*Selection*:
--- Begin ---

Two thousand years ago, when the Celts occupied what we know as Ireland, the United Kingdom and northern France, they celebrated the new year on November 1st. The festival we now know as Halloween was once called Samhain (pronounced sow-in). Winter was a cold, uncompromising time in Northern Europe and was often associated with death. The Celts believed that on New Year's Eve (October 31st), the line between the spirit world and ours became blurred. Spirits were able to cross over on this evening and could stay if they were able to find a body to possess*. Obviously the living didn't want to have another spirit inside of them, so they made their homes as uninviting as possible and often dressed up like ghouls to scare the spirits away. In the 800s, Pope Boniface IV designated November 1st as All Saints' Day, as a church-sanctioned alternative to the Celtic holiday of the dead. This was also called All-Hallow's and All-Hallowmas, and the evening preceding it came to be known as All-Hallow's Eve, and later Halloween.

Trick or Treat!
The American custom of "trick-or-treating" was first seen in England during the early All-Hallow's parades. Poor people would sit at the side of the parade and beg for food and families distributed rich pastries** ("soul cakes") in return for their promise to pray for the family's dead relatives. This custom was soon taken up by children, who went house to house asking for money, food, and ale***.

Modern Traditions
As more immigrants flooded to America in the second half of the nineteenth century, the festival of Halloween came with them. Drawing on Celtic**** and English tradition, Americans began dressing up in colourful costumes and celebrating the feast of the dead. In the late 1800s, there was a move to make Halloween a more community-oriented holiday, shifting the focus away from ghosts and witchcraft.

--- End ---

Pointing dataset excerpts:
--- Begin ---

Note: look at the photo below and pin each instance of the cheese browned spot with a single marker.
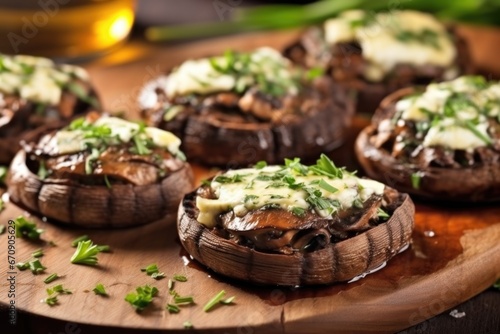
(35, 78)
(456, 113)
(392, 38)
(249, 189)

--- End ---

*Work to do*:
**1)** According to the passage on the history of Halloween, what did the Celts call the festival now known as Halloween?
**2)** Write the next part of the passage on the history of Halloween, picking up after its final sentence.

*Results by task*:
**1)** Samhain

**2)**
Because of these efforts, much of the superstition of Halloween was lost, replaced by parades, games and parties that were fun for the whole family. The practice of trick-or-treating was revived in the 1920s as a way for the whole village to participate in the celebration. In theory, families could prevent tricks from being played on them by giving small treats to the neighbourhood children. Halloween has continued to grow strong over the years and Americans now spend an estimated 6.9 billion dollars on costumes and candy per year, making it the country's second largest commercial holiday.

In theory, families could prevent tricks from being played on them by giving small treats to the neighbourhood children.

Alliteration: The repetition of the same sounds or of the same kinds of sounds at the beginning of words or in stressed syllables:
Noun: Trick or Treat!
By using the same letter at the beginning of several words in phrases or sentences, we can emphasize sounds and draw attention to sounds. Doing so makes the word or sound stand out, and this technique is often used in the media to attract the audience attention.

Just for Fun
Why not try using alliteration yourself, by thinking of topics that might be used in a newspaper. Try and create catchy headlines to attract the reader.
With a Friend:
Why not cut out headlines from a newspaper and subtract a word from each headline. See if your friend can guess what word is missing.

The Origins of Halloween - Quiz:
See how much you have understood about Halloween by answering the following questions:

1) When did the Celts celebrate New Year?

 a. January 1st

 b. November 1st

 c. October 31st


2) What was the name of the festival celebrated by the Celts?

 a. Samhain

 b. Halloween

 c. All-hallows eve


3) What did the Celts dress up as in an attempt to scare away the spirits?

 a. witches

 b. ghouls

 c. zombies


4) Who designated November 1st as All Saints' Day?

 a. the Catholic church

 b. Queen Elizabeth

 c. Pope Boniface IV


5) What two names were also given to All Saints' Day?

 a. Hallowmas and Halloween

 b. All-hallows eve and Halloween

 c. All-hallows and All-Hallowmas


6) What is the name of the American custom first seen in England during the early All-Hallows parades?

 a. trick-or-treating

 b. dressing up

 c. feast of the dead


7) What did the poor promise to the rich in return for food?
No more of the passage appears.